[PATCH 1/2] lib: sbi_init: Avoid thundering hurd problem with coldbook_lock

Sun Aug 16 21:41:15 EDT 2020

On 17 Aug 2020, at 02:31, Bin Meng <bmeng.cn at gmail.com> wrote:
> 
> On Sun, Aug 16, 2020 at 10:13 PM Jessica Clarke <jrtc27 at jrtc27.com> wrote:
>> 
>> On 16 Aug 2020, at 15:02, Anup Patel <anup at brainfault.org> wrote:
>>> 
>>> On Sun, Aug 16, 2020 at 12:20 PM Bin Meng <bmeng.cn at gmail.com> wrote:
>>>> 
>>>> On Sun, Aug 16, 2020 at 3:49 AM Jessica Clarke <jrtc27 at jrtc27.com> wrote:
>>>>> 
>>>>> On 15 Aug 2020, at 18:00, Anup Patel <anup.patel at wdc.com> wrote:
>>>>>> 
>>>>>> We can have thundering hurd problem with coldboot_lock where the
>>>>>> boot HART can potentially starve trying to acquire coldboot_lock
>>>>>> because some of the non-boot HARTs are continuously acquiring and
>>>>>> releasing coldboot_lock. This can happen if WFI is a NOP
>>>>> 
>>>>> That is neither necessary nor sufficient, it's solely based on
>>>>> whether the hart believes an M-mode software interrupt is pending?

════════

Task list:
1. In the coldboot_lock patch discussion, what could cause the boot HART to starve while trying to acquire coldboot_lock?
2. Continue the email thread about the coldboot_lock patch from its last line.

Data provided:
════════

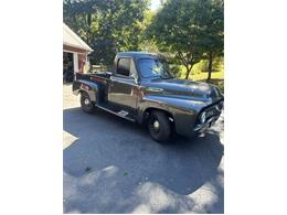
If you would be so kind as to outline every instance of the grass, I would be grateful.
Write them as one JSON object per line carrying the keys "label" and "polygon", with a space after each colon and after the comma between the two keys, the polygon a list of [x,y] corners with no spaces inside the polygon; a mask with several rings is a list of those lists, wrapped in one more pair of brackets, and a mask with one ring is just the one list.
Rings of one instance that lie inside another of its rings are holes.
{"label": "grass", "polygon": [[[220,88],[220,90],[224,94],[224,65],[223,60],[220,58],[214,63],[214,72],[211,74],[210,84],[213,84]],[[185,78],[185,67],[183,65],[179,66],[179,77]],[[209,73],[206,72],[206,61],[201,61],[195,64],[191,71],[189,79],[205,82],[208,83]]]}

════════

Response list:
1. Some of the non-boot HARTs continuously acquiring and releasing coldboot_lock.

2.
>>>>> 
>>>>>> OR if
>>>>>> MIP.MSIP bit is already set for some of the non-boot HARTs.
>>>>>> 
>>>>>> To avoid thundering hurd problem for coldboot_lock, we convert
>>>>>> coldboot_done flag into atomic variable and using coldboot_lock
>>>>>> only for coldboot_wait_hmask.
>>>>>> 
>>>>>> Signed-off-by: Anup Patel <anup.patel at wdc.com>
>>>>>> Tested-by: Heinrich Schuchardt <xypron.glpk at gmx.de>
>>>>>> ---
>>>>>> lib/sbi/sbi_init.c | 19 ++++++++++++-------
>>>>>> 1 file changed, 12 insertions(+), 7 deletions(-)
>>>>>> 
>>>>>> diff --git a/lib/sbi/sbi_init.c b/lib/sbi/sbi_init.c
>>>>>> index a7fb848..6b58983 100644
>>>>>> --- a/lib/sbi/sbi_init.c
>>>>>> +++ b/lib/sbi/sbi_init.c
>>>>>> @@ -85,9 +85,10 @@ static void sbi_boot_prints(struct sbi_scratch *scratch, u32 hartid)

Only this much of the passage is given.